> **DATASET ENTRIES**:
####################

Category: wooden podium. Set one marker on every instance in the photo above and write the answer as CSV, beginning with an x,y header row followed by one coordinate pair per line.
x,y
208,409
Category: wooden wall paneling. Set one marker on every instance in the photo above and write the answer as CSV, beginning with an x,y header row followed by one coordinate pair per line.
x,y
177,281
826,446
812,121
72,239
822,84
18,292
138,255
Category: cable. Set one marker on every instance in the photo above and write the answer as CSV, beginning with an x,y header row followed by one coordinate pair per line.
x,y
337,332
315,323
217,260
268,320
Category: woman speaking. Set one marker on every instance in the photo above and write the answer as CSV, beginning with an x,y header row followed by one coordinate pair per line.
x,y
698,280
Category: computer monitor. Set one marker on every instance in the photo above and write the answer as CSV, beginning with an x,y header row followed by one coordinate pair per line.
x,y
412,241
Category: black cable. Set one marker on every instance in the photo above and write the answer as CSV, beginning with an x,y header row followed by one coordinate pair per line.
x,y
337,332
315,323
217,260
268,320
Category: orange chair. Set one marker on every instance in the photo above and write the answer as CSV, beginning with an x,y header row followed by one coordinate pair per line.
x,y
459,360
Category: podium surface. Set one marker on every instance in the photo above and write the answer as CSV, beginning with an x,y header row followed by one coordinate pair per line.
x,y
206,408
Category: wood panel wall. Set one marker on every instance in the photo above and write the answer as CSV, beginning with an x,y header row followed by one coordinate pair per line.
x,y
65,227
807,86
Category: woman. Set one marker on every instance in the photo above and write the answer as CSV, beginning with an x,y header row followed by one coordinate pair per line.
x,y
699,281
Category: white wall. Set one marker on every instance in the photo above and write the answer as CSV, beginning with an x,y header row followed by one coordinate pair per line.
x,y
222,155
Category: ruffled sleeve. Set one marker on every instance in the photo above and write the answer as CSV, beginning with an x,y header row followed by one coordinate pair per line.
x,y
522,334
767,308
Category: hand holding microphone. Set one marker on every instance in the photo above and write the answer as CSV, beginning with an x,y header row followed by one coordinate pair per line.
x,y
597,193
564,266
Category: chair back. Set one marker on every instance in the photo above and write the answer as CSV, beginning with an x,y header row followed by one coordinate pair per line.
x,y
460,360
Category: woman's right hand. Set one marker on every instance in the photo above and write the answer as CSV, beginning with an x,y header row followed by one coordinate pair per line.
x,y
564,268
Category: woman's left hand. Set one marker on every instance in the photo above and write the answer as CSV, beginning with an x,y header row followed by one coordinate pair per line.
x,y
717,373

####################

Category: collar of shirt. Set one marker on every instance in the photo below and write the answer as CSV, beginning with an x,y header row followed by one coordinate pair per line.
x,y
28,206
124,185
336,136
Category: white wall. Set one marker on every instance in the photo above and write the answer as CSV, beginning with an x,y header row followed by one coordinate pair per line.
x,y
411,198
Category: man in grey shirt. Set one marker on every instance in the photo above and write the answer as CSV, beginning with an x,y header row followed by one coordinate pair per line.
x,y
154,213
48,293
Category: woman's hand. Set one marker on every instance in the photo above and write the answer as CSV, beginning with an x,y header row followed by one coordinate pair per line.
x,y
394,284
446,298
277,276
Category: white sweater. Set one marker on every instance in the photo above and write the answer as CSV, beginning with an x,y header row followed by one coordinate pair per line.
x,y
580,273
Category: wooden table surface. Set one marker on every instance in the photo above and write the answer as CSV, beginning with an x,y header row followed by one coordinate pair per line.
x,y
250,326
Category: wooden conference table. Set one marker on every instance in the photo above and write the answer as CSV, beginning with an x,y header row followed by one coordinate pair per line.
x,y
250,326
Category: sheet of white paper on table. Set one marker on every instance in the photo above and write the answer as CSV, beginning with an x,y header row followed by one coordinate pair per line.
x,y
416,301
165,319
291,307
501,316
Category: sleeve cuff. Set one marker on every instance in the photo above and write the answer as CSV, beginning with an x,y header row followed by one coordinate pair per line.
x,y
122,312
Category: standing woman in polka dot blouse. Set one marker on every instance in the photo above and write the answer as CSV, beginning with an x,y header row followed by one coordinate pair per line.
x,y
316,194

####################

> **YOUR GOAL**: How many lines in the items contain the string "surface"? Reply with the number alone.

> **EXERCISE SOLUTION**: 2